DATA FOR THE TASK:
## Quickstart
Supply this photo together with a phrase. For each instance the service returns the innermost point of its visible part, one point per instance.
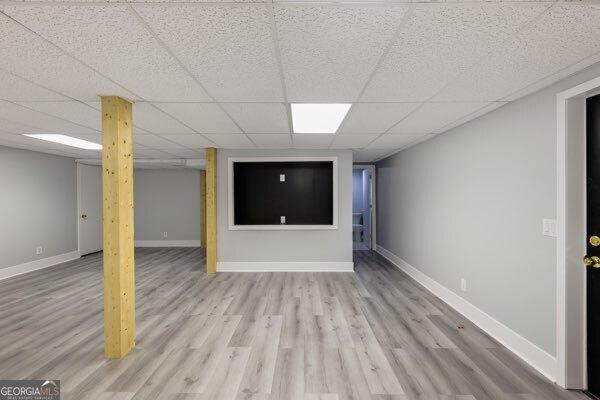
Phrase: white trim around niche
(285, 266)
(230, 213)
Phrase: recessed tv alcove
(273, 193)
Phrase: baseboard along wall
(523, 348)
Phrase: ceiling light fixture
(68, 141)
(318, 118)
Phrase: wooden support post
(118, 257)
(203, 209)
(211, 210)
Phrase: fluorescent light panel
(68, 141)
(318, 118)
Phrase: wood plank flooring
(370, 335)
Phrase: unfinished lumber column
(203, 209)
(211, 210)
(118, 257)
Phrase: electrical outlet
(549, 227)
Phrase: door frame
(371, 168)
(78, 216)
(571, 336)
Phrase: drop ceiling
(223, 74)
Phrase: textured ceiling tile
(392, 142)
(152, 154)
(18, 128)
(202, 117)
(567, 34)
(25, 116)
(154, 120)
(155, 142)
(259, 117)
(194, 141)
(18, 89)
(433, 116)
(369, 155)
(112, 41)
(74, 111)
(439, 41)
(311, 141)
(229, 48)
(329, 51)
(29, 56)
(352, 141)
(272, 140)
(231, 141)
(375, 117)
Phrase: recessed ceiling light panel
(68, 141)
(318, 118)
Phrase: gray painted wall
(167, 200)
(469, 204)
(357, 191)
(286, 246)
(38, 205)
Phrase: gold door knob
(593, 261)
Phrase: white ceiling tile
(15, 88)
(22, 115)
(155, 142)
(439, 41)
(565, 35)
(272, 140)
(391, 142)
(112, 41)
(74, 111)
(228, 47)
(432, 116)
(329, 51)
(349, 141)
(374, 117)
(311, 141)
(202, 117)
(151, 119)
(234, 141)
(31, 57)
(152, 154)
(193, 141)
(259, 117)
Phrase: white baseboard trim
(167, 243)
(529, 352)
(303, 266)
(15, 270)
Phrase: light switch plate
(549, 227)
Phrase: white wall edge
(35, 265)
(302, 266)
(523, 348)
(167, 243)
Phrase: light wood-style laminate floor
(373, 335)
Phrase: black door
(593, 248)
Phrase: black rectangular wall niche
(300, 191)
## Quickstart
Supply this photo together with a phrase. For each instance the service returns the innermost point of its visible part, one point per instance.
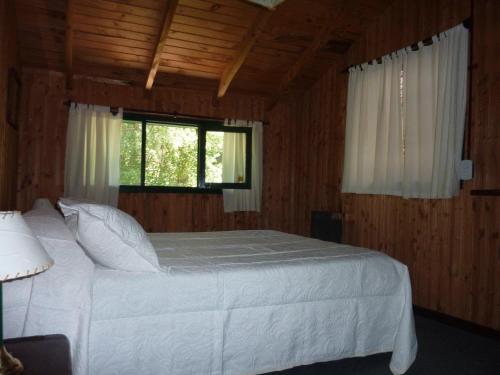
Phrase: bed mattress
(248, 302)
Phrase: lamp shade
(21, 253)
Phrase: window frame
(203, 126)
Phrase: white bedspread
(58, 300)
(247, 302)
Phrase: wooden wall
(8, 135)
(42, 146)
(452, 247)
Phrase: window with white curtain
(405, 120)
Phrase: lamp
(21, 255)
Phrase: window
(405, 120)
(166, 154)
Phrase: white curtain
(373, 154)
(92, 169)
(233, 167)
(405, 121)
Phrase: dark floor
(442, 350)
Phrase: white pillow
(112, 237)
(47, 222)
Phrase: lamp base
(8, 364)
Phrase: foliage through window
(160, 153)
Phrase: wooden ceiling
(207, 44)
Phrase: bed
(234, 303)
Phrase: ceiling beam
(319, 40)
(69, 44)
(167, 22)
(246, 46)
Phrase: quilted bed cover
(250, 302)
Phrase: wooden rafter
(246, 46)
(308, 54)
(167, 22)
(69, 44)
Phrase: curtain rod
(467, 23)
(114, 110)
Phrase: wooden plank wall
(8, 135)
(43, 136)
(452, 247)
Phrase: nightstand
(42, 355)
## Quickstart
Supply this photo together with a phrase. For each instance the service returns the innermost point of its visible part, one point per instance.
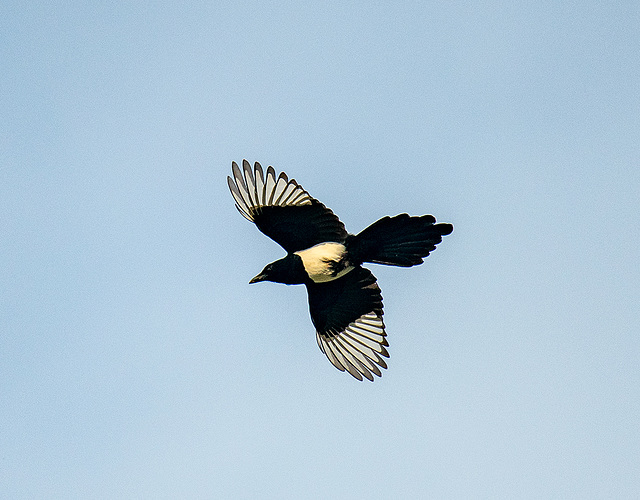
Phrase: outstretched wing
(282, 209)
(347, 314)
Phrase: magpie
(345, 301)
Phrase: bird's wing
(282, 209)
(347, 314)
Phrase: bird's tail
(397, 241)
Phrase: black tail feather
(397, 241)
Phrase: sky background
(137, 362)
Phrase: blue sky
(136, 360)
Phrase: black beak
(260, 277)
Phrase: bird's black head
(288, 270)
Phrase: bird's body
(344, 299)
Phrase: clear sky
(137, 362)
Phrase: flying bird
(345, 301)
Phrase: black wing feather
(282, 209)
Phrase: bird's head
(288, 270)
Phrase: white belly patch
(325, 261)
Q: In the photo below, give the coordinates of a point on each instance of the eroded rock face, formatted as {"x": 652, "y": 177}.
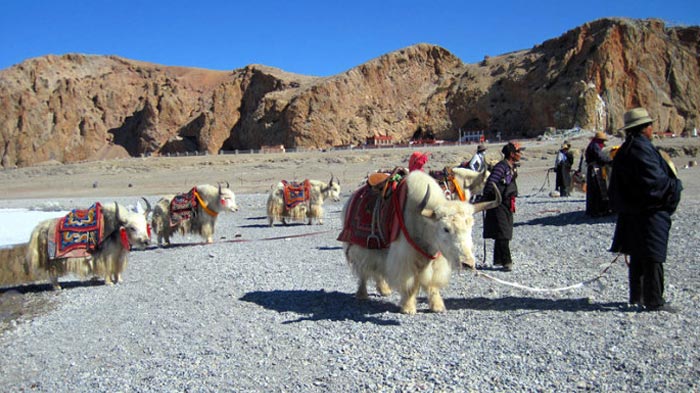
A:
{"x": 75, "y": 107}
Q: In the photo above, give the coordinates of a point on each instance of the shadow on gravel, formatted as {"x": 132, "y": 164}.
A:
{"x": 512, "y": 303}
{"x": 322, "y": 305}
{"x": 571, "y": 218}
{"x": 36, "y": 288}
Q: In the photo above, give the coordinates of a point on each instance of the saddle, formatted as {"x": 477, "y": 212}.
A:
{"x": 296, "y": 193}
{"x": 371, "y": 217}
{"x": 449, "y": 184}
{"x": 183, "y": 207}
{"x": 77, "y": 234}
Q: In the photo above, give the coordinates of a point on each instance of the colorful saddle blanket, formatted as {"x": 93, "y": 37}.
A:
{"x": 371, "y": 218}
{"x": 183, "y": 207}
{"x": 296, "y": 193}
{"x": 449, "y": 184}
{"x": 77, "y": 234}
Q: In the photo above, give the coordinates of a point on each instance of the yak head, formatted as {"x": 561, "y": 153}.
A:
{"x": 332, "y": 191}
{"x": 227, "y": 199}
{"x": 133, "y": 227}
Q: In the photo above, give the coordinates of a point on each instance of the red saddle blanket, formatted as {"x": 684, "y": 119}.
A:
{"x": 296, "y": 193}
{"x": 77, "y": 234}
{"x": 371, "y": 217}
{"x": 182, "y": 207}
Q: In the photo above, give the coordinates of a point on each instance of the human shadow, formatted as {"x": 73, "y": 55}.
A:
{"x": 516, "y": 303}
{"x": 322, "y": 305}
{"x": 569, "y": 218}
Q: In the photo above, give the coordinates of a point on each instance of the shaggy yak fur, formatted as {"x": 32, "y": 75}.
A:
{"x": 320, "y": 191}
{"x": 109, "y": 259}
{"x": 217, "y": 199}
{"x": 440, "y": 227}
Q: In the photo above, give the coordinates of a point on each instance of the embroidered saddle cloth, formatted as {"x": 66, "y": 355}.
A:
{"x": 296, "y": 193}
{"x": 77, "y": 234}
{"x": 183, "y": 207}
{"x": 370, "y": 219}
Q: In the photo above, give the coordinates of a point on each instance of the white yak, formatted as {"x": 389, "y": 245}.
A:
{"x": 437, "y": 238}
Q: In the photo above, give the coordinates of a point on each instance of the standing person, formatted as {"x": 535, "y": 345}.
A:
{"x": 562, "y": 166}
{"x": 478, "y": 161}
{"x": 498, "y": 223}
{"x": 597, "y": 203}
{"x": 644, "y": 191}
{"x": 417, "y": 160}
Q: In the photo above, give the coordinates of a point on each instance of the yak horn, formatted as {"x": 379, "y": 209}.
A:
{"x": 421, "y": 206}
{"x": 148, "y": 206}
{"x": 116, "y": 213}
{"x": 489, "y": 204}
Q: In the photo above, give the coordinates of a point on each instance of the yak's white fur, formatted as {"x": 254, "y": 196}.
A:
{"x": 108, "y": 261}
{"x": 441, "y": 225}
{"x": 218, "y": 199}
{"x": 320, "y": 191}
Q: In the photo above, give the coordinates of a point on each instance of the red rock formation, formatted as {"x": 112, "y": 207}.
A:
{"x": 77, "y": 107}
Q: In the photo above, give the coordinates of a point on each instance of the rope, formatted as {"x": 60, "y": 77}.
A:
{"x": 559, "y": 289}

WHAT IS ASKED: Pictures don't belong in the copy. Restate all the entries exactly.

COMPLETE ANSWER:
## Quickstart
Supply this photo together with a phrase. For each instance the service returns the innermost point of its visible part, one point per instance.
Phrase: white trim around niche
(285, 266)
(230, 213)
Phrase: recessed tv alcove
(273, 193)
Phrase: baseboard along wall
(523, 348)
Phrase: ceiling light fixture
(68, 141)
(318, 118)
Phrase: wooden support post
(118, 257)
(203, 209)
(211, 210)
Phrase: fluorescent light panel
(68, 141)
(318, 118)
Phrase: wood plank flooring
(370, 335)
Phrase: unfinished lumber column
(203, 209)
(211, 210)
(118, 257)
Phrase: electrical outlet
(549, 227)
Phrase: door frame
(371, 168)
(78, 216)
(571, 336)
Phrase: drop ceiling
(223, 74)
Phrase: textured ceiling tile
(392, 142)
(152, 154)
(18, 128)
(202, 117)
(567, 34)
(25, 116)
(154, 120)
(155, 142)
(259, 117)
(194, 141)
(18, 89)
(433, 116)
(369, 155)
(112, 41)
(74, 111)
(439, 41)
(311, 141)
(229, 48)
(329, 51)
(29, 56)
(352, 141)
(272, 140)
(231, 141)
(375, 117)
Phrase: recessed ceiling light panel
(68, 141)
(318, 118)
Phrase: gray painted wall
(167, 200)
(469, 204)
(357, 191)
(286, 246)
(38, 205)
Phrase: gold door knob
(593, 261)
Phrase: white ceiling tile
(15, 88)
(22, 115)
(155, 142)
(439, 41)
(565, 35)
(272, 140)
(391, 142)
(112, 41)
(74, 111)
(228, 47)
(432, 116)
(329, 51)
(349, 141)
(374, 117)
(311, 141)
(202, 117)
(151, 119)
(234, 141)
(31, 57)
(152, 154)
(193, 141)
(259, 117)
Phrase: white baseboard trim
(167, 243)
(529, 352)
(303, 266)
(15, 270)
Phrase: light switch plate
(549, 227)
Phrase: white wall edge
(35, 265)
(302, 266)
(523, 348)
(167, 243)
Phrase: light wood-style laminate floor
(373, 335)
Phrase: black door
(593, 248)
Phrase: black rectangular wall niche
(300, 191)
## Quickstart
Supply this photo together with a phrase. For each instance the service returns the innermost point of its visible part, one point per instance.
Phrase: bed mattress
(248, 302)
Phrase: lamp shade
(21, 253)
Phrase: window frame
(203, 126)
Phrase: white bedspread
(58, 300)
(247, 302)
Phrase: wooden wall
(8, 135)
(42, 146)
(452, 247)
Phrase: window with white curtain
(405, 120)
Phrase: lamp
(21, 255)
Phrase: window
(405, 120)
(166, 154)
Phrase: white curtain
(373, 154)
(92, 169)
(233, 167)
(405, 121)
Phrase: dark floor
(442, 350)
Phrase: white pillow
(112, 237)
(47, 222)
Phrase: lamp base
(8, 364)
Phrase: foliage through window
(160, 153)
Phrase: wooden ceiling
(207, 44)
Phrase: bed
(234, 303)
Phrase: ceiling beam
(319, 40)
(69, 44)
(167, 22)
(246, 46)
Phrase: quilted bed cover
(250, 302)
Phrase: wooden rafter
(246, 46)
(308, 54)
(167, 22)
(69, 44)
Phrase: curtain rod
(467, 23)
(114, 110)
Phrase: wooden plank wall
(8, 135)
(43, 136)
(452, 247)
Phrase: nightstand
(42, 355)
## Quickstart
Supply this photo together with a phrase. For each instance the service returns the innermost point of its visible part, one point per instance.
Phrase: outstretched wing
(282, 209)
(347, 314)
Phrase: magpie
(345, 301)
Phrase: bird's wing
(282, 209)
(347, 314)
Phrase: bird's tail
(397, 241)
Phrase: black tail feather
(397, 241)
Phrase: sky background
(137, 362)
Phrase: blue sky
(136, 360)
Phrase: black beak
(260, 277)
Phrase: bird's black head
(288, 270)
Phrase: bird's body
(344, 299)
Phrase: clear sky
(137, 362)
Phrase: flying bird
(345, 301)
Phrase: black wing feather
(282, 209)
Phrase: bird's head
(288, 270)
Phrase: white belly patch
(325, 261)
Q: In the photo below, give the coordinates of a point on each instance of the eroded rock face, formatted as {"x": 652, "y": 177}.
A:
{"x": 75, "y": 107}
Q: In the photo above, give the coordinates of a point on each instance of the shadow on gravel, formatted as {"x": 132, "y": 164}.
A:
{"x": 512, "y": 303}
{"x": 322, "y": 305}
{"x": 571, "y": 218}
{"x": 36, "y": 288}
Q: In the photo above, give the coordinates of a point on each instance of the saddle, formatted as {"x": 477, "y": 212}.
A:
{"x": 296, "y": 193}
{"x": 371, "y": 217}
{"x": 449, "y": 184}
{"x": 183, "y": 207}
{"x": 77, "y": 234}
Q: In the photo above, give the coordinates of a point on each instance of the colorful saddle blanket, formatted as {"x": 93, "y": 37}.
A:
{"x": 371, "y": 218}
{"x": 183, "y": 207}
{"x": 296, "y": 193}
{"x": 449, "y": 184}
{"x": 77, "y": 234}
Q: In the photo above, give the coordinates of a point on each instance of the yak head, formatted as {"x": 561, "y": 153}.
A:
{"x": 332, "y": 191}
{"x": 227, "y": 199}
{"x": 133, "y": 227}
Q: In the photo above, give the coordinates of a point on each instance of the red saddle blanket, formatted as {"x": 684, "y": 119}.
A:
{"x": 296, "y": 193}
{"x": 77, "y": 234}
{"x": 371, "y": 217}
{"x": 182, "y": 207}
Q: In the photo above, give the coordinates of a point on each instance of the human shadow, formatted as {"x": 73, "y": 55}.
A:
{"x": 516, "y": 303}
{"x": 322, "y": 305}
{"x": 569, "y": 218}
Q: In the photo above, give the coordinates of a point on each instance of the shaggy yak fur, formatted as {"x": 32, "y": 75}.
A:
{"x": 320, "y": 191}
{"x": 109, "y": 259}
{"x": 217, "y": 199}
{"x": 440, "y": 227}
Q: In the photo above, give the coordinates of a point on each instance of the embroidered saddle cloth, formatted as {"x": 66, "y": 355}.
A:
{"x": 296, "y": 193}
{"x": 77, "y": 234}
{"x": 183, "y": 207}
{"x": 370, "y": 219}
Q: In the photo above, give the coordinates of a point on each instance of the white yak, formatted as {"x": 389, "y": 245}.
A:
{"x": 437, "y": 238}
Q: In the photo above, give the coordinates of a point on each instance of the standing person, formatted as {"x": 535, "y": 345}.
A:
{"x": 562, "y": 166}
{"x": 478, "y": 161}
{"x": 498, "y": 223}
{"x": 597, "y": 203}
{"x": 644, "y": 191}
{"x": 417, "y": 160}
Q: In the photo above, give the coordinates of a point on each instance of the yak horn, formatted as {"x": 379, "y": 209}.
A:
{"x": 421, "y": 206}
{"x": 148, "y": 206}
{"x": 116, "y": 213}
{"x": 489, "y": 204}
Q: In the photo above, give the coordinates of a point on each instance of the yak's white fur, formatted as {"x": 254, "y": 196}.
A:
{"x": 108, "y": 261}
{"x": 441, "y": 225}
{"x": 218, "y": 199}
{"x": 320, "y": 191}
Q: In the photo above, give the coordinates of a point on each instance of the red rock formation, formatted as {"x": 112, "y": 207}.
A:
{"x": 77, "y": 107}
Q: In the photo above, give the coordinates of a point on each instance of the rope, formatted as {"x": 60, "y": 77}.
A:
{"x": 559, "y": 289}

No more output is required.